EXERCISE: Lay out the entries from the line containing "A colleague claims the weathered" through the line containing "[86, 607, 996, 685]" as a two-column CSV headed instruction and response, one row for each instruction paired with its response. Put each value in a single quoted field, with line breaks changed to spaces.

SUPPLIED RECORDS:
....

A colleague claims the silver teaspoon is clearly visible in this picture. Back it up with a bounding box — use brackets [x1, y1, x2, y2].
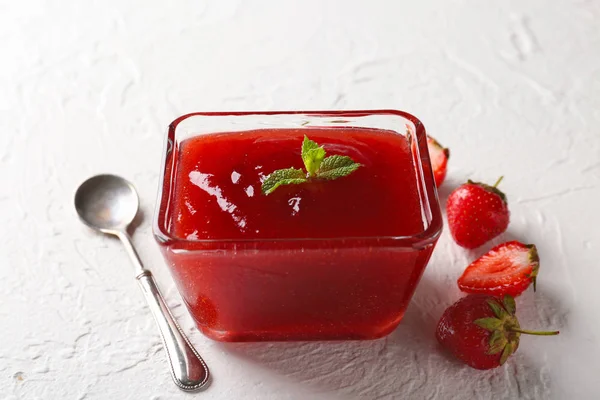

....

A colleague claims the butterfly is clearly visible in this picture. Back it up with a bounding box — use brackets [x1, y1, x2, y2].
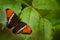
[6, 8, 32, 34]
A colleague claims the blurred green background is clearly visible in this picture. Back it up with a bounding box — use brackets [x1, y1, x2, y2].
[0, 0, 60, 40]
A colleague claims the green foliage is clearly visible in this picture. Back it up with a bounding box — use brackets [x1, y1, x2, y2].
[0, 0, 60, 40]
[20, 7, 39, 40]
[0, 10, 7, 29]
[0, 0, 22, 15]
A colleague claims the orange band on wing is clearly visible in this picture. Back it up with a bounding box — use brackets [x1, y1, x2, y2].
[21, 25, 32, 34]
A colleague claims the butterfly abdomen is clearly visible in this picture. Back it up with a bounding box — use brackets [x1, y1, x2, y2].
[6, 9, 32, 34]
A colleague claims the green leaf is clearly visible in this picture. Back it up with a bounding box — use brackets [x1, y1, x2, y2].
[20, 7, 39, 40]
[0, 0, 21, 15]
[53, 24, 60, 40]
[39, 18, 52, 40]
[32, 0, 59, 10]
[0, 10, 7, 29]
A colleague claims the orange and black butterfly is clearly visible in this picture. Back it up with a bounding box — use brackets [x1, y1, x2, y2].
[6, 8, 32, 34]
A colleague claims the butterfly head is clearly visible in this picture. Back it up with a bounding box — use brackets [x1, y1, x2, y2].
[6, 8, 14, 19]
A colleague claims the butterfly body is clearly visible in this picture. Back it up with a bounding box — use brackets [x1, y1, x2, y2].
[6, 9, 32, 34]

....

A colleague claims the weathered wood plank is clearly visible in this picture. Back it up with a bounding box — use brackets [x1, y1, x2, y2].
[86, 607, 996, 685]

....

THE RESPONSE:
instruction,response
"A colleague claims the weathered wood plank is clearly visible in this picture. Back it up with a bounding box — use brackets [x1, y1, x2, y2].","[86, 607, 996, 685]"